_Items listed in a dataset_
>>>>

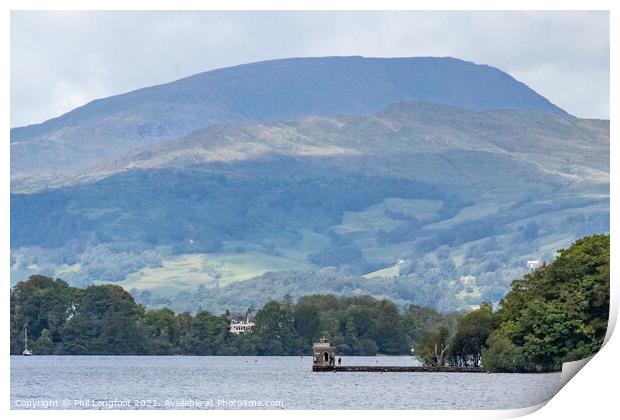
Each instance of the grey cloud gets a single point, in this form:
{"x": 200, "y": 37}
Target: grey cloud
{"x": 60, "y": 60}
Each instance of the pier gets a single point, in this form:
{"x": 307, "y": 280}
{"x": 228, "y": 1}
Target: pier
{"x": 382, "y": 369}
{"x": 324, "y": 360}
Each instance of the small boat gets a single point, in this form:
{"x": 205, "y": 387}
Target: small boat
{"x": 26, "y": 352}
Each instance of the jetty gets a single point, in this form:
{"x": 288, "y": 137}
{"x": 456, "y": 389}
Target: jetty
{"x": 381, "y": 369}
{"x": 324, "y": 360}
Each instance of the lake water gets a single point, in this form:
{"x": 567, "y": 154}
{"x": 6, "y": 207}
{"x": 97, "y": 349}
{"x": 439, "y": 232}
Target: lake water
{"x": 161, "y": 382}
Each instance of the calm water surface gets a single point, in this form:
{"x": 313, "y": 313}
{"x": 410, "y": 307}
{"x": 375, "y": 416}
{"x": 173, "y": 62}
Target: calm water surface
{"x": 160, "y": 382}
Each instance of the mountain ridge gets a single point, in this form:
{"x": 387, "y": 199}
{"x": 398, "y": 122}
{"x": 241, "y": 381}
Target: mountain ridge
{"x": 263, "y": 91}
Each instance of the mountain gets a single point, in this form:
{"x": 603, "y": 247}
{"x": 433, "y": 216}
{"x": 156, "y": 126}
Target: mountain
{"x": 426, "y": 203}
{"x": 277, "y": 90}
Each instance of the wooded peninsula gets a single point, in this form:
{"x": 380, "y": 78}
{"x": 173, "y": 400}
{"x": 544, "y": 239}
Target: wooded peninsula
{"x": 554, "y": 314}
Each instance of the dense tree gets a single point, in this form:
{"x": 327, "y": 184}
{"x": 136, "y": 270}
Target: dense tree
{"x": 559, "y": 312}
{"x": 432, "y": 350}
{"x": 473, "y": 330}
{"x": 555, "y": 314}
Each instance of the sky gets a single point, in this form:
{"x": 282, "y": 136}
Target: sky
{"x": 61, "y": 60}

<<<<

_Task objective_
Begin at the line that has "Each instance of the wooded" and stop after the final line of the entries. Reproduce only those lines with "gets a single point" replaced by "receives one point", keeping everything else unchanged.

_Task output_
Each instance of the wooded peninsula receives one point, in this form:
{"x": 380, "y": 78}
{"x": 173, "y": 400}
{"x": 544, "y": 239}
Target: wooded peninsula
{"x": 554, "y": 314}
Each instance of the dense tree receives one point, in this form:
{"x": 327, "y": 184}
{"x": 136, "y": 270}
Target: dense tree
{"x": 559, "y": 312}
{"x": 432, "y": 350}
{"x": 473, "y": 330}
{"x": 555, "y": 314}
Each instance of the sky receives one point, in this form:
{"x": 282, "y": 136}
Target: sky
{"x": 61, "y": 60}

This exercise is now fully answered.